[Task objective]
Retype, without alteration, each line from the line containing "Please locate the snow-covered ground" to the final line of the records.

[Dataset rows]
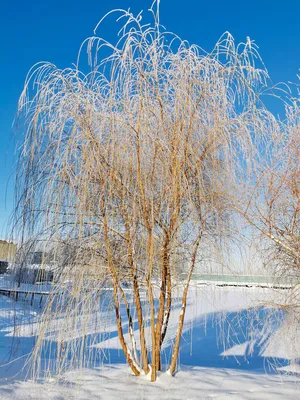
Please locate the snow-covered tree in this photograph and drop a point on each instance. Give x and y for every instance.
(136, 164)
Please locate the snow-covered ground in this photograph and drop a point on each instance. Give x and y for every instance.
(234, 347)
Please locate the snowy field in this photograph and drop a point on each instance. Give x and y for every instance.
(235, 346)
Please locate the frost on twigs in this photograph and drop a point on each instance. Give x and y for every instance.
(128, 175)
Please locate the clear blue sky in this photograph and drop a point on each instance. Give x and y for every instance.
(52, 30)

[Result below]
Please locate the snow-covered ground in this photograph and drop a point on each instance. Give x and y for every instance.
(234, 347)
Please locate the snowy field in this photograph and drop a point on each instance. Give x and y for every instance.
(235, 346)
Please locate the frost on twigs in this photograph and drop a point on each instance. Give x and y for every instance.
(128, 175)
Please locate the clear blue sky in this photograph and drop a point on each instance. Give x and y for every instance.
(52, 30)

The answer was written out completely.